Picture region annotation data

☆ ☆ ☆

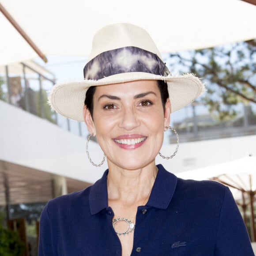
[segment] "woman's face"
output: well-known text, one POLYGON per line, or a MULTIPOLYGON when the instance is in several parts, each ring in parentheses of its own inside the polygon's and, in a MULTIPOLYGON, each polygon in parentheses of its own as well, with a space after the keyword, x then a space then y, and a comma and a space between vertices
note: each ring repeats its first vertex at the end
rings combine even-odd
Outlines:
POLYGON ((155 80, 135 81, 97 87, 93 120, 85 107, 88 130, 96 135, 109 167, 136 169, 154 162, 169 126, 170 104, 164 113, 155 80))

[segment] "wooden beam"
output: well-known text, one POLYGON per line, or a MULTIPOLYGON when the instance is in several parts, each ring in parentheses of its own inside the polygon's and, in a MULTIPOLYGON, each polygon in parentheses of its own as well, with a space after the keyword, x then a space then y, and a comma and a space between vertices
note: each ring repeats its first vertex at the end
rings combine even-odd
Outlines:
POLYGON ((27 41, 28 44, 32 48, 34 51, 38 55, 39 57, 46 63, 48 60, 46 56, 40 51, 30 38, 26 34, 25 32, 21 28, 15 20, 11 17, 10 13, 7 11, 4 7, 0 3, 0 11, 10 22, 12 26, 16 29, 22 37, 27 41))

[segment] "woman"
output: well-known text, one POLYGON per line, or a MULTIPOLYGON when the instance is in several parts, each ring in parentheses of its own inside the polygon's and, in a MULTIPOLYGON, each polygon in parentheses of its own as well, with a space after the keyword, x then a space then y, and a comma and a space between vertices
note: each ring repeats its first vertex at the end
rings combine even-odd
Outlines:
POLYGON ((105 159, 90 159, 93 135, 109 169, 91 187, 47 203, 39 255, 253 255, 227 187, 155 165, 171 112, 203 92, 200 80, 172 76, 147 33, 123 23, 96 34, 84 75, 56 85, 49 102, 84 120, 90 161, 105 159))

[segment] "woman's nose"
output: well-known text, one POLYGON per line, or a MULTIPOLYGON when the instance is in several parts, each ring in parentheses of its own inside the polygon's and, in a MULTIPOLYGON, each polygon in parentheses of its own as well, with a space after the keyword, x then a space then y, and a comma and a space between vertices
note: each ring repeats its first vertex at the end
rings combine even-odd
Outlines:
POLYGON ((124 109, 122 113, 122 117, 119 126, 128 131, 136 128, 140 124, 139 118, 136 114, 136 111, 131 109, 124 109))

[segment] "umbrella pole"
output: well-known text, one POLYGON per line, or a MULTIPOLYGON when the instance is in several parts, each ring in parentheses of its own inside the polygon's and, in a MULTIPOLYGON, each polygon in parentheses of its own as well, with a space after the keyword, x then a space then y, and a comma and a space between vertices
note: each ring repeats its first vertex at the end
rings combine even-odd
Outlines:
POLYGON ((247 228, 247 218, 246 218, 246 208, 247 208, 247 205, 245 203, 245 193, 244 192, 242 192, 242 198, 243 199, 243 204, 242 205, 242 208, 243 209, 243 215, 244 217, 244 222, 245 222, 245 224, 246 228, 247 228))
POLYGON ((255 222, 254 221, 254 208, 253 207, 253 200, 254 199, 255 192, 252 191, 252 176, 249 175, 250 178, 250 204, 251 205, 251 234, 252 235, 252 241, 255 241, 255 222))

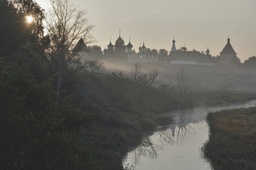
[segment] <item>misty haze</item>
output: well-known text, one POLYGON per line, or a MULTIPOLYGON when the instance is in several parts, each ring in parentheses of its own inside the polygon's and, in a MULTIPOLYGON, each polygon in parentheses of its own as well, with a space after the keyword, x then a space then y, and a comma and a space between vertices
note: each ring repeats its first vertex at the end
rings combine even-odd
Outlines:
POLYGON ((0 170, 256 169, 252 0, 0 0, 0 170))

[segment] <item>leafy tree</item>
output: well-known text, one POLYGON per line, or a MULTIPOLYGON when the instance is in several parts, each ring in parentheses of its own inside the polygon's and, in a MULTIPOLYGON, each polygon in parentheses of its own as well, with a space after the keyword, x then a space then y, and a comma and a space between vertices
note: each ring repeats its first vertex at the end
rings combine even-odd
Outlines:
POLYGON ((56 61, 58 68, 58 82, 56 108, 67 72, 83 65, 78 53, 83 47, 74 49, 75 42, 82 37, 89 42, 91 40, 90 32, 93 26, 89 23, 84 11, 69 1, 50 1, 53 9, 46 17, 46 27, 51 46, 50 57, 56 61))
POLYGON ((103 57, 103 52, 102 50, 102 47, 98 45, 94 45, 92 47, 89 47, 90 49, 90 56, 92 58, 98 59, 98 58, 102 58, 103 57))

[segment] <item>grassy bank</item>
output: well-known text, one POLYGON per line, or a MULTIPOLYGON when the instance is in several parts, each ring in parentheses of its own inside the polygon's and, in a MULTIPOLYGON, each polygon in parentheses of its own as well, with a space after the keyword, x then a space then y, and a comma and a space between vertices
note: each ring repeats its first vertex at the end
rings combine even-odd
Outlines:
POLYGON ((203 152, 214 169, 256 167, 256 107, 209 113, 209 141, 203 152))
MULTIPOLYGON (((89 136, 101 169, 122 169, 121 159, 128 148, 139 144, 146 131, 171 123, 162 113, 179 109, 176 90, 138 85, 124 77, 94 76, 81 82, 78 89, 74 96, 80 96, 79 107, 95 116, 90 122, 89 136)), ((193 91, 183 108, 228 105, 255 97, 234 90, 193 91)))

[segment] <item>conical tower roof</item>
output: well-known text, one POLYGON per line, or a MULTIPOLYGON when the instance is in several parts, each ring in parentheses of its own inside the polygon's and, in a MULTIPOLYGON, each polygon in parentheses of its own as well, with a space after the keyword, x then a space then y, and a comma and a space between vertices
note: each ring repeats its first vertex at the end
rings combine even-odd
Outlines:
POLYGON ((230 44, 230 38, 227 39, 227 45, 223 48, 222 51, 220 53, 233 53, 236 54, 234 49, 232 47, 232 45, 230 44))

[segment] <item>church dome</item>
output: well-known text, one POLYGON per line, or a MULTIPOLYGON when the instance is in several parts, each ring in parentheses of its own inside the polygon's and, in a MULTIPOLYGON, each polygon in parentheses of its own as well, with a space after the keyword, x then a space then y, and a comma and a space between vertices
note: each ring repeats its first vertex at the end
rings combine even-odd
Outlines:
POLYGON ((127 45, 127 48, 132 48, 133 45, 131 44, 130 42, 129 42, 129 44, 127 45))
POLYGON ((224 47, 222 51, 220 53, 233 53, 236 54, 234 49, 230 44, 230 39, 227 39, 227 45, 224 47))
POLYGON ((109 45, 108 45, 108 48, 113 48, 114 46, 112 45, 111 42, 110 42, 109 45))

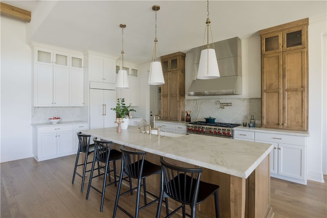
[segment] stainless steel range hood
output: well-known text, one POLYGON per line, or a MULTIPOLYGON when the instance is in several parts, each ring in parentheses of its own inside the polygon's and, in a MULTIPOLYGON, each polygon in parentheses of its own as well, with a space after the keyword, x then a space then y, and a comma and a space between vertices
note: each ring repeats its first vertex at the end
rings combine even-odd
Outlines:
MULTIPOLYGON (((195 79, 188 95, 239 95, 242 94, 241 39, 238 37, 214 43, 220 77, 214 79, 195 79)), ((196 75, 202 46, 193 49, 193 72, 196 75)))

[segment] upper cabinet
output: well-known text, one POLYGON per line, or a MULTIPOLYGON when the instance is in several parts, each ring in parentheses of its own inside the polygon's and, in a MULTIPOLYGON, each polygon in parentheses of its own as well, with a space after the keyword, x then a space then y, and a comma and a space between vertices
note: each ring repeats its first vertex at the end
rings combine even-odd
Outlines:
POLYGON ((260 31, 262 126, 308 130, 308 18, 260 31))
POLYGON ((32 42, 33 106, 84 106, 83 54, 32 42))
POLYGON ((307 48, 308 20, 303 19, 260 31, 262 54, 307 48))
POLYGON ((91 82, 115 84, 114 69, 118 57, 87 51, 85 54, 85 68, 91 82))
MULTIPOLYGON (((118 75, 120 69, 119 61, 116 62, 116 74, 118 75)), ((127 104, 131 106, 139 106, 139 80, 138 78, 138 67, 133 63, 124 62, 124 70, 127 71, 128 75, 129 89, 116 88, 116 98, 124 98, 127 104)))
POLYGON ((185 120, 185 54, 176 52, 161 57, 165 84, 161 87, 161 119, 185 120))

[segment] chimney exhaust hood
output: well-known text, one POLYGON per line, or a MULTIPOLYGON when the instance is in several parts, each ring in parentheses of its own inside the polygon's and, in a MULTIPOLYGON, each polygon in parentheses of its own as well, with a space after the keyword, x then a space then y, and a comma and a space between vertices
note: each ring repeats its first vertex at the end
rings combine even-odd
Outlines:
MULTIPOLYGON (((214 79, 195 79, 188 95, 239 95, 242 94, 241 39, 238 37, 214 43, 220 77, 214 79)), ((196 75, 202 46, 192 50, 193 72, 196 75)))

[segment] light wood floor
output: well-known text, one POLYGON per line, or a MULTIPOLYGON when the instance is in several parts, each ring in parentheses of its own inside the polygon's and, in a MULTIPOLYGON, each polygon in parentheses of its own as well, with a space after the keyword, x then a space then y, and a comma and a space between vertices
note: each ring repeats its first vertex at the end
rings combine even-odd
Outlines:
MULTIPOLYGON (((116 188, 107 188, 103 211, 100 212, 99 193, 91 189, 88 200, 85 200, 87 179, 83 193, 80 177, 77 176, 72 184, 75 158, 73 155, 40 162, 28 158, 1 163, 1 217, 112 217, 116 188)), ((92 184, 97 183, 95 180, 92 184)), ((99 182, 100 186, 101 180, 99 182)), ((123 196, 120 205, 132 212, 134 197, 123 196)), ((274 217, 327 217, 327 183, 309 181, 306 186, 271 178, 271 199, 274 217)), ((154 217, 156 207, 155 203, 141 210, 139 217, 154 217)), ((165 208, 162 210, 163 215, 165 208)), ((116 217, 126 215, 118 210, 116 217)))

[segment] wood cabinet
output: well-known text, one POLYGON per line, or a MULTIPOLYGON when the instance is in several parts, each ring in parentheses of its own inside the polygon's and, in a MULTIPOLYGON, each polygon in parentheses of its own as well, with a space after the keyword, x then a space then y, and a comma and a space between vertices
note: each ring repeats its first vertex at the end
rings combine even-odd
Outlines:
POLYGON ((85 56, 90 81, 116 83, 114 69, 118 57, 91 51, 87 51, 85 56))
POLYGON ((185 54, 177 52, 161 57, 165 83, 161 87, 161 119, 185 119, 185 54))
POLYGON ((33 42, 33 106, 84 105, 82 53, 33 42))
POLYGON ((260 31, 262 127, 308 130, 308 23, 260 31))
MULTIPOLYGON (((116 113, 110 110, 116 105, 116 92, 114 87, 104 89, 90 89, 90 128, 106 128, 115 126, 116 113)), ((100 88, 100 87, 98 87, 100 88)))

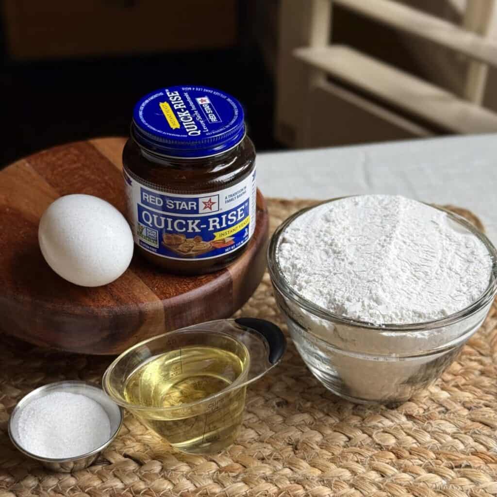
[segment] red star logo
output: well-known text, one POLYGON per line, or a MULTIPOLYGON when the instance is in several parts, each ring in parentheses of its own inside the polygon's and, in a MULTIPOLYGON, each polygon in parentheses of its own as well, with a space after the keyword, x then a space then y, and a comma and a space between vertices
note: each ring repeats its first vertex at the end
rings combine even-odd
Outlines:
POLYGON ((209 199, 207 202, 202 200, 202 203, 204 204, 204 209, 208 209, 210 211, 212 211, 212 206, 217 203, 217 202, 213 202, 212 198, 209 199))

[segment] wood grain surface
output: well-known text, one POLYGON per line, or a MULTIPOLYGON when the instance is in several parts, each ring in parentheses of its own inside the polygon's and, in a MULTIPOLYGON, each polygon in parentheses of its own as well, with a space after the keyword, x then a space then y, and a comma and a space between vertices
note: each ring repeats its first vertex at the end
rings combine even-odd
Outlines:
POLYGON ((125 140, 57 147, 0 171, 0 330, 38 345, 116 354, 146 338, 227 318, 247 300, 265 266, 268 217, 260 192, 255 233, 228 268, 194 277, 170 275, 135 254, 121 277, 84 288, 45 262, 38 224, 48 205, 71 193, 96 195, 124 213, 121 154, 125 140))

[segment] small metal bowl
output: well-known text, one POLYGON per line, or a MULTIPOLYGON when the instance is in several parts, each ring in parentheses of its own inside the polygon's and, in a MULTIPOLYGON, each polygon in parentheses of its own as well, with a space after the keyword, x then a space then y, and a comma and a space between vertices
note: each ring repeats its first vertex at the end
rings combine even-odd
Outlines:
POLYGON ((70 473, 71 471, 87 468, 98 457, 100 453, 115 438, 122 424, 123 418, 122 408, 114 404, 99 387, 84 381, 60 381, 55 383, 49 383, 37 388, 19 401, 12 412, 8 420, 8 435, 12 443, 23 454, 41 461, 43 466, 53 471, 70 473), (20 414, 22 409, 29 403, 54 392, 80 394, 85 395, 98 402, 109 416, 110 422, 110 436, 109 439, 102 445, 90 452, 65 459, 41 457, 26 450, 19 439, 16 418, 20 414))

☆ ☆ ☆

• **EXERCISE REQUIREMENTS**:
Copy the lines of the data exactly, beginning with the line containing "[segment] chimney exhaust hood" and continuing through the line containing "MULTIPOLYGON (((214 79, 195", with both of those lines included.

• **CORRECT OUTPUT**:
[segment] chimney exhaust hood
output: well-known text, one POLYGON per line, or a MULTIPOLYGON when the instance is in several parts, each ring in parentheses of its own inside the polygon's and, in a MULTIPOLYGON, each polygon in parentheses of its own as well, with a space after the keyword, x then a space then y, and a comma and a space between vertices
note: each ring repeats its first vertex at the end
rings combine even-odd
Outlines:
MULTIPOLYGON (((214 79, 195 79, 188 95, 239 95, 242 94, 241 39, 238 37, 214 43, 220 77, 214 79)), ((196 75, 202 46, 192 50, 193 72, 196 75)))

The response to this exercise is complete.